• **GIVEN TASK**: Edit the records below so that every occurrence of "annotate" reads "mark", and leave all other text unchanged.

═══

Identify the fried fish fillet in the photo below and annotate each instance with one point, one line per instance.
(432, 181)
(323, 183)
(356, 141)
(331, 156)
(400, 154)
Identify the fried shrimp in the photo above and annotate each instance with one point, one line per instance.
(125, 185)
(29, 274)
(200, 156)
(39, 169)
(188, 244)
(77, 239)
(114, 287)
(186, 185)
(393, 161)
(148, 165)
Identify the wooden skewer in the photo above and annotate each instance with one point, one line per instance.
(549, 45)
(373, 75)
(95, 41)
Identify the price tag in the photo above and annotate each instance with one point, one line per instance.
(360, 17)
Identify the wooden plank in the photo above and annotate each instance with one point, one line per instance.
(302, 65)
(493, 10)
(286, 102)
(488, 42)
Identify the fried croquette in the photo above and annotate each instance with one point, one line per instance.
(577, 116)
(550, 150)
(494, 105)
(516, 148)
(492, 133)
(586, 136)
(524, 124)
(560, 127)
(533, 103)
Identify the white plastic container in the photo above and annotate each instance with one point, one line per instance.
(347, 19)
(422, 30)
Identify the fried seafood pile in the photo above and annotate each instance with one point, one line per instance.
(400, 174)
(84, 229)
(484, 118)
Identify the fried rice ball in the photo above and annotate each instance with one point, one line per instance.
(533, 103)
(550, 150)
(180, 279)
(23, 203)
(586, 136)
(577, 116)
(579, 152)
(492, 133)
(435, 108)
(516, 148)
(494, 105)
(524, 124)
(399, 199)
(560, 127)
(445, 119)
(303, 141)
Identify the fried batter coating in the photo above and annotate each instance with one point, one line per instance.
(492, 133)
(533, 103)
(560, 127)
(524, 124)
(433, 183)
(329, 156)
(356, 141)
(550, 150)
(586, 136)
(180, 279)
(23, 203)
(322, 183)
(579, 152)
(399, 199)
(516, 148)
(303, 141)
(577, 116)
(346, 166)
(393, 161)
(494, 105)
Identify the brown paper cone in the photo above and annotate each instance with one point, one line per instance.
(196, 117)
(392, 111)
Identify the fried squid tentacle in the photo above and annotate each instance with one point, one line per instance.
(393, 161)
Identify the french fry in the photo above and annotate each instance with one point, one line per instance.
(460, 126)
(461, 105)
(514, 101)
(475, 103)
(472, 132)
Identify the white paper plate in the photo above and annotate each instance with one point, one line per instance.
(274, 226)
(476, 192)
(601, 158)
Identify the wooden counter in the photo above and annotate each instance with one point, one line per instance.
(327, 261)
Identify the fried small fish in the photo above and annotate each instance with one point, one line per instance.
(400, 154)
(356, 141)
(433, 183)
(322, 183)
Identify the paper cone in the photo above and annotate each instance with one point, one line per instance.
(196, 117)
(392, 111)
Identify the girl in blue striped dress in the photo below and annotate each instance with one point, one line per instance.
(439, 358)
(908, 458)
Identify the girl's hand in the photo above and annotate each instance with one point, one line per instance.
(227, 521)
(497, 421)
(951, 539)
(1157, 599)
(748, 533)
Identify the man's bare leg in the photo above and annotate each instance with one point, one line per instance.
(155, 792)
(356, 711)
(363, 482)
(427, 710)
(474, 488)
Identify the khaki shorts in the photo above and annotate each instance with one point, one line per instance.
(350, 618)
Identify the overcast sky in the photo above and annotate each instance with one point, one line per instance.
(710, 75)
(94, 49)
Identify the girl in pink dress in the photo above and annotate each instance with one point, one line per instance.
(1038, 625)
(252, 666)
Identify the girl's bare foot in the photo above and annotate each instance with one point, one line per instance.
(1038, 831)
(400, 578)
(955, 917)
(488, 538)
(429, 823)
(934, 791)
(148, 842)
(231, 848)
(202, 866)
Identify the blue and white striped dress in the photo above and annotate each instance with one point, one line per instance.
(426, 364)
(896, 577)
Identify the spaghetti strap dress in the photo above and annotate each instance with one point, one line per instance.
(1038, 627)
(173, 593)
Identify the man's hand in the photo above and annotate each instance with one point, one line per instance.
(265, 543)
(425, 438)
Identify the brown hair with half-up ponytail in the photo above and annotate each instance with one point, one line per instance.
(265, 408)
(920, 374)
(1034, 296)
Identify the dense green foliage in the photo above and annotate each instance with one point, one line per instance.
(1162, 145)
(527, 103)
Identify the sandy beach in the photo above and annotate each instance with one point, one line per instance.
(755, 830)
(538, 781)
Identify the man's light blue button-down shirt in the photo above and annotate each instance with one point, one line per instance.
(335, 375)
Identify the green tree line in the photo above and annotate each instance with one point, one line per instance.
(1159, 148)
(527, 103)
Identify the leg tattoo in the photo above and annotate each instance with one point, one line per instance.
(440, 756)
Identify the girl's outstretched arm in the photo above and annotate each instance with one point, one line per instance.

═══

• **THE RESPONSE**:
Identify the fried fish fillet in the photo below and mark each instance with one point, one line per instance.
(432, 181)
(323, 183)
(356, 141)
(331, 156)
(400, 154)
Identify the fried shrimp in the photo above and mark each instance with one point, one line per instance.
(125, 185)
(29, 274)
(200, 156)
(39, 169)
(188, 244)
(77, 239)
(114, 287)
(186, 185)
(393, 161)
(148, 165)
Identify the wooden skewer in the photo above and mark each instance with one point, one line per instance.
(549, 45)
(373, 75)
(95, 41)
Identify the price tag in the photo above and mark each instance with one point, one line per instance.
(360, 17)
Identify the wooden plank in the photo above and mark each instance with one point, one line per instance.
(302, 65)
(493, 10)
(286, 102)
(488, 42)
Identify the fried croquette in the photo above and mark each instance with one point, one line per instance.
(577, 116)
(550, 150)
(494, 105)
(516, 148)
(492, 133)
(586, 136)
(524, 124)
(560, 127)
(533, 103)
Identify the white plastic container in the photo above and mark each instance with one point, one line per instance.
(347, 19)
(422, 30)
Identify the fried seafood pile in the photo above and mark each instance with one point, one line per instance.
(400, 174)
(84, 229)
(484, 118)
Identify the fried rice ball in the photo above and mark each instance with one point, one line per instance.
(533, 103)
(550, 150)
(180, 279)
(23, 203)
(586, 136)
(577, 116)
(579, 152)
(492, 133)
(435, 108)
(516, 148)
(494, 105)
(524, 124)
(399, 199)
(560, 127)
(445, 119)
(303, 141)
Identify the fried batter coating in the photo above and mark each instance with one point, one line per instance.
(492, 133)
(533, 103)
(560, 127)
(524, 124)
(433, 183)
(329, 156)
(356, 141)
(550, 150)
(586, 136)
(180, 279)
(23, 203)
(322, 183)
(579, 152)
(399, 199)
(516, 148)
(303, 141)
(577, 116)
(346, 166)
(393, 161)
(494, 105)
Identify the brown paper cone in the photo above and mark each instance with one point, one line per instance.
(196, 117)
(392, 111)
Identify the fried squid tentacle in the photo above and mark each instance with one point, one line per instance.
(393, 161)
Identify the french fry in the photo above and mark each instance with one point, one line per instance.
(460, 126)
(461, 105)
(514, 101)
(475, 103)
(472, 132)
Identify the white paper plate in the photo above and mark each instance with one point, one line per instance.
(274, 226)
(476, 192)
(601, 158)
Identify the wooden counter in the photo above and mark each instance with one point, one line per instance.
(327, 261)
Identify the fried small fish in the photo above and mark each instance with one point, one line per instance.
(400, 154)
(356, 141)
(433, 183)
(322, 183)
Identify the paper cone in the photo above and mark each instance with one point, one line per instance.
(196, 117)
(392, 111)
Identify the girl in blue striped dress in the photo below and mark each instance with one point, one line per instance.
(439, 358)
(908, 458)
Identify the girl's hand in the photo above and mark each instance with one point, one line per instance.
(227, 521)
(497, 421)
(951, 539)
(1157, 599)
(748, 533)
Identify the man's bare leg in the photo above and mark each instance with one point, one line per instance.
(155, 792)
(356, 711)
(363, 482)
(427, 710)
(474, 488)
Identify the khaki shorts in the photo above and mark each instance with one point, one line per instance.
(350, 618)
Identify the overcast sky in the photo above and mark each instance with one point, one line per instance.
(710, 75)
(94, 49)
Identify the girl in pink dress in the photo above and mark each instance with one point, one line per instance.
(1038, 625)
(252, 666)
Identify the girl's bare foot in the photo above and mark each instance with one point, one line per instance.
(1038, 831)
(400, 578)
(955, 917)
(488, 538)
(429, 823)
(934, 791)
(148, 842)
(231, 848)
(202, 866)
Identify the blue and white striped dress in the photo above and mark each instance with one point, one line per instance.
(426, 364)
(896, 577)
Identify the spaghetti strap dress in the photo above and mark each instance with one point, one line per instance.
(1038, 627)
(173, 593)
Identify the man's hand in the photo above and mark each instance with one point, one line per instance.
(265, 543)
(425, 438)
Identify the brown hair with half-up ponytail in the photo above and mark each instance with one point, one line per instance.
(265, 408)
(920, 374)
(1034, 296)
Identify the dense green foliage in the photo above and mark each instance with one point, one line per instance.
(1162, 145)
(527, 103)
Identify the sandy beach in the photo above and mark each instance with one point, one line per instance.
(755, 830)
(538, 781)
Identify the man's light blue button-down shirt in the photo above and mark each instance with one point, one line per instance.
(335, 375)
Identify the green tree line in the photo above and mark each instance with one point, one line per instance.
(1159, 148)
(527, 103)
Identify the leg tattoo in the photo above and mark each instance with one point, one line per instance.
(440, 756)
Identify the girl's outstretched arm in the photo above and mark each instance with one point, one line per instance.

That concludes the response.